— BEGIN Source material —
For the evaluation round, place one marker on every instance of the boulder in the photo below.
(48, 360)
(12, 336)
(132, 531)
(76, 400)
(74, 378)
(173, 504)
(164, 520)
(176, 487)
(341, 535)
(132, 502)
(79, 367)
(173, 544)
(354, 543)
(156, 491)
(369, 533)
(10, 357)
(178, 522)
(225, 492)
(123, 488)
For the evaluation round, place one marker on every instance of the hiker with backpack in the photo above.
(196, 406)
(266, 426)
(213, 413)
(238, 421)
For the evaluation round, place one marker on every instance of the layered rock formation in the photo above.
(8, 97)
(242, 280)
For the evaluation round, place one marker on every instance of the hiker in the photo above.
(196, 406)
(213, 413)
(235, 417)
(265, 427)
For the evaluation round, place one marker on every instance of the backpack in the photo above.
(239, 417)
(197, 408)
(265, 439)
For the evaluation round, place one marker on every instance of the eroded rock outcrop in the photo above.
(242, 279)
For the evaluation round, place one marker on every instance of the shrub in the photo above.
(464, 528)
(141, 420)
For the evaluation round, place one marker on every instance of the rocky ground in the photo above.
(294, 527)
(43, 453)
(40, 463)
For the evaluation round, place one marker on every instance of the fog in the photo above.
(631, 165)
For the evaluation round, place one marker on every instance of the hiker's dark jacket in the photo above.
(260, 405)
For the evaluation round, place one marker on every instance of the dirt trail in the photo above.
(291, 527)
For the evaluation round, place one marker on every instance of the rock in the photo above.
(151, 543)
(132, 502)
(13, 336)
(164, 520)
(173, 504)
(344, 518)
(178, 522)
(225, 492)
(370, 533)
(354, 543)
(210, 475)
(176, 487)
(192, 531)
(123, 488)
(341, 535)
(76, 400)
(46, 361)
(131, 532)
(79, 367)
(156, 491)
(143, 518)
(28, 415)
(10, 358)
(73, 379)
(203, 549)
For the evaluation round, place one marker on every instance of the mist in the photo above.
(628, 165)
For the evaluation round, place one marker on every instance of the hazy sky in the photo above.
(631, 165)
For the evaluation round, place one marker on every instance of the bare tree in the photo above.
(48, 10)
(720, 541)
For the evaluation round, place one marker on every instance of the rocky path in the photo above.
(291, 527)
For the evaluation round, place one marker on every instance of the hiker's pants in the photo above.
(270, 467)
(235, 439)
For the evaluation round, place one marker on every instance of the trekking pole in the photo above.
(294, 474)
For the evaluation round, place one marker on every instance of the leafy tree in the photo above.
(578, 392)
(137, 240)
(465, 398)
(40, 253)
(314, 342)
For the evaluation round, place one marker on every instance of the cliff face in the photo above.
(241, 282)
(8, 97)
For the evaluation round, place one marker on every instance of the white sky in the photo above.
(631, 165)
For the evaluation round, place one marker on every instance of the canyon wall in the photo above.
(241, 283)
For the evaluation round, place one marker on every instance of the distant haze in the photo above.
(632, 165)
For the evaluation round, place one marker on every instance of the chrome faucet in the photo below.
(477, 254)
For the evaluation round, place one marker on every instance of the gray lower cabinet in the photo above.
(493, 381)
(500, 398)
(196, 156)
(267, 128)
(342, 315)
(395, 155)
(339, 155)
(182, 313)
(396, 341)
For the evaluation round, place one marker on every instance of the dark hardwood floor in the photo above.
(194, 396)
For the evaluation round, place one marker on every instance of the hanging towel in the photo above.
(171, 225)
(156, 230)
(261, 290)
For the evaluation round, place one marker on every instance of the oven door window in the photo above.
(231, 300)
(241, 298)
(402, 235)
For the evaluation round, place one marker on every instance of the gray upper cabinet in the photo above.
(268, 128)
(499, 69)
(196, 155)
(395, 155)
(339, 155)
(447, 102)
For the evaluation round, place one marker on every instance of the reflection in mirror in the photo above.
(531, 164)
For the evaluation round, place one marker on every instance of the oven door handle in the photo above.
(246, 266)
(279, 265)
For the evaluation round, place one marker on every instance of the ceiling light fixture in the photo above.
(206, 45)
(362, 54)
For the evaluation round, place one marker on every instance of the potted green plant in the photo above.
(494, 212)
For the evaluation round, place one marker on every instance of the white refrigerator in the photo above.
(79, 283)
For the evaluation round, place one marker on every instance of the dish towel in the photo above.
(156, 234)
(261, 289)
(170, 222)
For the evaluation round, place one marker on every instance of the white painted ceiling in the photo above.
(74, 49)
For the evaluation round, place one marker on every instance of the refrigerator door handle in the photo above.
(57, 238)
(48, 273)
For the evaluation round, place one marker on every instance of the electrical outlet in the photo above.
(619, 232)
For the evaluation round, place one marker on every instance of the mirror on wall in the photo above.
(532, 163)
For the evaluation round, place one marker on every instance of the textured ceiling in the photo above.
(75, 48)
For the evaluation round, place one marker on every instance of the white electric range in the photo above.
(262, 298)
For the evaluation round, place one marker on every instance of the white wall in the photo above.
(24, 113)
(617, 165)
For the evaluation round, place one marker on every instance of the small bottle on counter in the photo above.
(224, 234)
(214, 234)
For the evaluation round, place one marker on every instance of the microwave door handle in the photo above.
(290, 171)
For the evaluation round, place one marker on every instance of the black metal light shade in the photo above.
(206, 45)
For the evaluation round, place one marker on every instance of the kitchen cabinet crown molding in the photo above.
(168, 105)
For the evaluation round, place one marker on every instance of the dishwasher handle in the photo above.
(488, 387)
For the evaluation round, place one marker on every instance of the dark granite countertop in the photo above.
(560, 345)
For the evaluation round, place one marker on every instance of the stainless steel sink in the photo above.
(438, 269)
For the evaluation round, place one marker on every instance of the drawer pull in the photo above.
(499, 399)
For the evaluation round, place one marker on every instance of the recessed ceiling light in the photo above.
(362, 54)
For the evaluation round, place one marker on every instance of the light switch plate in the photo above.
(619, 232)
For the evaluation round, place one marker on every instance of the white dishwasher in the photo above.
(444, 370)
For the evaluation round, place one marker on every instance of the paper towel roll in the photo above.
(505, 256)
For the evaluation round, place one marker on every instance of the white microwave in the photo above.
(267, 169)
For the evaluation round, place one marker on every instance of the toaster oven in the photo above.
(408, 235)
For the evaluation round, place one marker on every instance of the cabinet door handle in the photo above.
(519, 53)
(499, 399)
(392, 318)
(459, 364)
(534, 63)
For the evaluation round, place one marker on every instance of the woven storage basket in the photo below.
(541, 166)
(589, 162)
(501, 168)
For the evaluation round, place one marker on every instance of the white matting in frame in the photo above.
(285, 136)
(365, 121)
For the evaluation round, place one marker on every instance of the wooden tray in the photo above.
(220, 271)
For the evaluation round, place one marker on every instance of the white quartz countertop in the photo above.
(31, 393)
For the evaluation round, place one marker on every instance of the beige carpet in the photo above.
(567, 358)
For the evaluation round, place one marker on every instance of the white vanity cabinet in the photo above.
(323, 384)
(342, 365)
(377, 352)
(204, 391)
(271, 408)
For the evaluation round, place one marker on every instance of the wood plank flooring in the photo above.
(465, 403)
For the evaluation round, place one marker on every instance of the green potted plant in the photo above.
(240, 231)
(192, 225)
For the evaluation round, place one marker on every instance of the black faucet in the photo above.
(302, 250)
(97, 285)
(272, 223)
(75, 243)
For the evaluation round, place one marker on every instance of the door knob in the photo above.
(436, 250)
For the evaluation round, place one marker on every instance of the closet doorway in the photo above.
— END Source material —
■ Written request ■
Can you rewrite the rows from the line containing "vanity cabinet in the photo above." through the end of the rows, both ends included, keeping the request lines and multiplying every coordinate in the answers by 0.4, rounded to whole numbers with halves rounded up?

■ Solution for this exercise ■
For the evaluation round, place one marker on every instance of the white vanity cabinet in the photo above.
(129, 154)
(137, 146)
(151, 141)
(82, 156)
(108, 163)
For the evaluation round, place one marker on every instance of the wood plank flooring in the photo above.
(186, 161)
For the evaluation round, place one marker on every instance of the green potted plant in the photo above.
(96, 92)
(77, 90)
For the evaluation round, place one marker on every instance of the black faucet in the photo above.
(121, 100)
(39, 114)
(109, 89)
(30, 97)
For the evaluation round, place one marker on every instance of the door knob in the photo above.
(174, 100)
For the evaluation round, place one marker on every instance of the closet doorway in the photo above.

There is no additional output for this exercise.